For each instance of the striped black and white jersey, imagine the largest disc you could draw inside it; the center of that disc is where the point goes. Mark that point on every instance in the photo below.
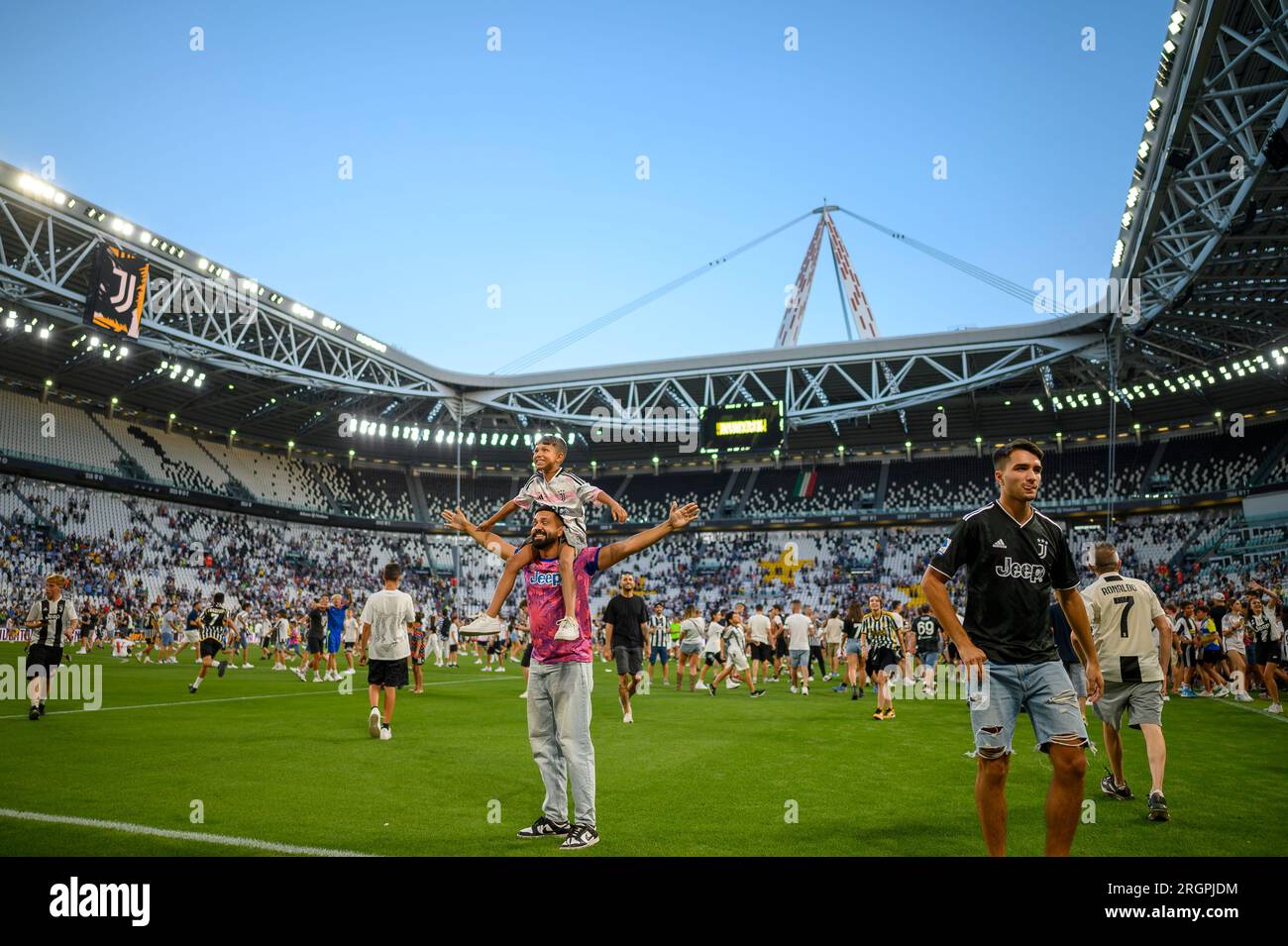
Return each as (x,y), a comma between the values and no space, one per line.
(55,620)
(883,630)
(1122,613)
(214,622)
(658,631)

________

Task objective:
Write out the lines above word for word, but leave out the picture.

Final result:
For each instance of the striped black and white jersey, imagine the largest disc you could draw inside it; the center of that disc is where the point goes. Mark that point on every instance in the photo below.
Return each as (x,y), a comma between the values and no space, one per line.
(55,620)
(883,630)
(1122,613)
(214,622)
(658,631)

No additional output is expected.